§ TASK BRIEF
Reproduce every row below word for word, in the same order.

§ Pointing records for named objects

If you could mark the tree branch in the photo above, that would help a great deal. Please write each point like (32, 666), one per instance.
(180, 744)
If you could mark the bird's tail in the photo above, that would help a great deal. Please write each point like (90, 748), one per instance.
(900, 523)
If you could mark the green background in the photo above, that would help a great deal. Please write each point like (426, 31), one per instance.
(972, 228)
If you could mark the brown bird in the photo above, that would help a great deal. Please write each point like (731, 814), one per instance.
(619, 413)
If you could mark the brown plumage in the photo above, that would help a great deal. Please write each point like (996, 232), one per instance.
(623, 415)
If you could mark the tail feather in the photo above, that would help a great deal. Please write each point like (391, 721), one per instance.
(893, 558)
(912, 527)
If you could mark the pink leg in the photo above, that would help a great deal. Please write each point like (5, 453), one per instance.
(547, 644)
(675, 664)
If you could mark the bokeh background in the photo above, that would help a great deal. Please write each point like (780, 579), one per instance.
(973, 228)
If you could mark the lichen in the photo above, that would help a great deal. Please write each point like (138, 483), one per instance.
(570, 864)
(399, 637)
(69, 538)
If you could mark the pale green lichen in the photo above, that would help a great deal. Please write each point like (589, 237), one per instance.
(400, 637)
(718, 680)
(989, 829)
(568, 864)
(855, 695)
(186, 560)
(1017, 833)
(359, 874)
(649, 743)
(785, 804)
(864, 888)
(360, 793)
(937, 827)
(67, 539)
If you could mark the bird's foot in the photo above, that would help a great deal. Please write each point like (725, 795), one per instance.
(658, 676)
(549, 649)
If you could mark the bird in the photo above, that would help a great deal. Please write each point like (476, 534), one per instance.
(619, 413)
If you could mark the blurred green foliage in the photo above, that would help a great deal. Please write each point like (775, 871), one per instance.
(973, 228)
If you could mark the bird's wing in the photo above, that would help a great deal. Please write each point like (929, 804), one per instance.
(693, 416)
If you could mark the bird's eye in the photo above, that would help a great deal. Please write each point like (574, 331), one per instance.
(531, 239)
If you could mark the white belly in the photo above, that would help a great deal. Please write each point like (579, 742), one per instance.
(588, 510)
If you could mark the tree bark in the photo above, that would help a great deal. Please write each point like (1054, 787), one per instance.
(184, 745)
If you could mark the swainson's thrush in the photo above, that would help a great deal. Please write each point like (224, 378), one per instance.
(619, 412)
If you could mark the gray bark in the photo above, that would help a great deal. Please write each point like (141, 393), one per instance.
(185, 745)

§ THE SOLUTION
If you could mark the tree branch in the photo above, that would help a great deal. Please write each point like (32, 666), one per instance.
(180, 744)
If you could mark the bird's tail in the photo above, that would help a great deal. Please write each point like (90, 748), one per instance.
(900, 523)
If you could mark the green background in the photo above, that would help a great deal. Please write each point like (426, 31), one per instance.
(972, 228)
If you could mark the brown bird in the photo above, that would help a great deal. Please write each point like (731, 814), one per instance.
(619, 413)
If you could mark the brown plumage in the photo above, that would help a great deal. Please write each point like (996, 232), one per instance.
(623, 415)
If you could mark the tail feather in the photo above, that would help a great deal. Please write each point like (391, 721), one per instance.
(893, 558)
(912, 527)
If you could mark the pink leg in the photo above, that would help a great deal. Please write each point like (5, 453), one per instance.
(547, 644)
(675, 664)
If you could mark the bokeh background in the photo above, that would help a great deal. Please write each point like (780, 579), one per instance.
(973, 228)
If you could mark the lichen in the photo above, that would help a great deal. Please write each point like (138, 483), one per instance.
(570, 864)
(399, 637)
(69, 538)
If you could mark the pale green lichen in the photo above, that would help a great deal. Please write each point like (589, 237), one per instance.
(400, 637)
(718, 680)
(989, 829)
(568, 864)
(855, 695)
(186, 560)
(1017, 833)
(359, 874)
(649, 743)
(785, 804)
(864, 888)
(360, 793)
(937, 827)
(67, 539)
If you could mark the bird's foot in the photo above, that would help a great deal. Please write each point like (725, 795), one per instance.
(658, 676)
(549, 649)
If you could mark the bird in the photo above, that would help a great deal. Please write each point like (476, 534), one per instance.
(619, 413)
If you could mark the blurred green foliage in the photo above, that would help a great deal. Please write each point like (775, 871), one per instance.
(973, 228)
If you could mark the bird's wing in the photo above, that would help a great deal. Please write each point like (929, 804), one per instance.
(693, 416)
If you could mark the bird's eye in the photo above, that would help a great deal. Please write each point like (574, 331), one per instance.
(531, 239)
If you could mark the white belly in the photo above, that would help a great deal. Please write each point like (579, 742), one per instance.
(588, 510)
If you could mark the tree bark in the photo above, that would help a great deal. Please write each point like (1054, 787), one per instance.
(184, 745)
If you could mark the swainson's thrush in the photo above, that would help a great deal. Please write each point like (224, 378), one per instance.
(619, 412)
If you could mark the gray bark in the photo above, that would help a great deal. Please write each point like (141, 393), one per instance.
(185, 745)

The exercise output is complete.